Dataset extract:
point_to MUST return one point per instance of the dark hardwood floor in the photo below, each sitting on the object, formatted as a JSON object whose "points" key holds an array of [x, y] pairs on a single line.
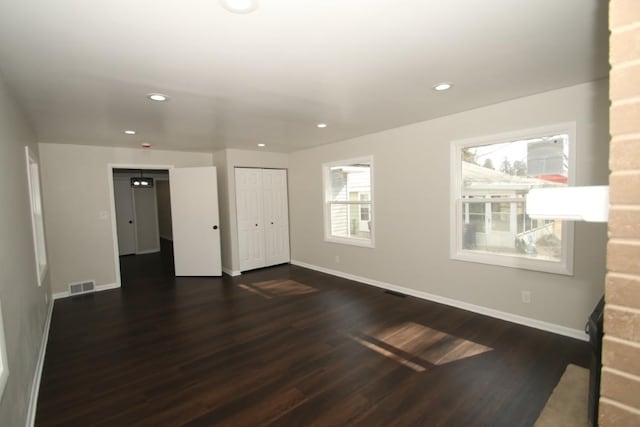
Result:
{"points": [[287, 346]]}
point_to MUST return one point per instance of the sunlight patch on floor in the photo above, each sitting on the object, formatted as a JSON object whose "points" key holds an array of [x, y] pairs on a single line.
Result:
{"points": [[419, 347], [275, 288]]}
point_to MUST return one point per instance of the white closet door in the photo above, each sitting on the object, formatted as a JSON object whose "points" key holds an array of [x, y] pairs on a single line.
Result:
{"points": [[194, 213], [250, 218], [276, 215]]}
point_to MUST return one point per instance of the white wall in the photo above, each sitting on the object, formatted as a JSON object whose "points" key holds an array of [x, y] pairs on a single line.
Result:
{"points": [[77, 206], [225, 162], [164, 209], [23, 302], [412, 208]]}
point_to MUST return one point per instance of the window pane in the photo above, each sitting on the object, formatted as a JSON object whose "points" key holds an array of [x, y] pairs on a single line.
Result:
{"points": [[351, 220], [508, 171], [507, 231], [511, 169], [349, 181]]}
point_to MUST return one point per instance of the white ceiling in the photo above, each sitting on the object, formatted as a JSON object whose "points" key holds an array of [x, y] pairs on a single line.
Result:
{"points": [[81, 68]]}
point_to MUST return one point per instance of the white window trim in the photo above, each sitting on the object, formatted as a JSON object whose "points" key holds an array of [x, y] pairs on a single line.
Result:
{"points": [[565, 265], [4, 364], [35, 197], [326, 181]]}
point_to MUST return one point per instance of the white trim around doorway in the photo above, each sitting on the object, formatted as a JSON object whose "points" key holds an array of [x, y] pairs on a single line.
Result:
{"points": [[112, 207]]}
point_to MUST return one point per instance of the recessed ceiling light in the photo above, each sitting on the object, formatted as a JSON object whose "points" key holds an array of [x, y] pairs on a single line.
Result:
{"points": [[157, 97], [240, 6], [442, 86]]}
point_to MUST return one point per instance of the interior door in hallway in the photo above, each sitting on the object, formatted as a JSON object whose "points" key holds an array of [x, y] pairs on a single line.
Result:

Task:
Scan the listing for the word "window". Copy every line in which it appears.

Answer for the task:
point_to MUST return one point per instance of the window pane in the photo above, each sitting on the object, formatted as a JSON object whose "points" key holds an array of [x, y] pairs on a single line.
point_to MUST return one point per instance of the white window trim in the photo above, each sitting on the object, formatted as a JSON object whose "points" key holds an array of [x, y] pairs on a single line.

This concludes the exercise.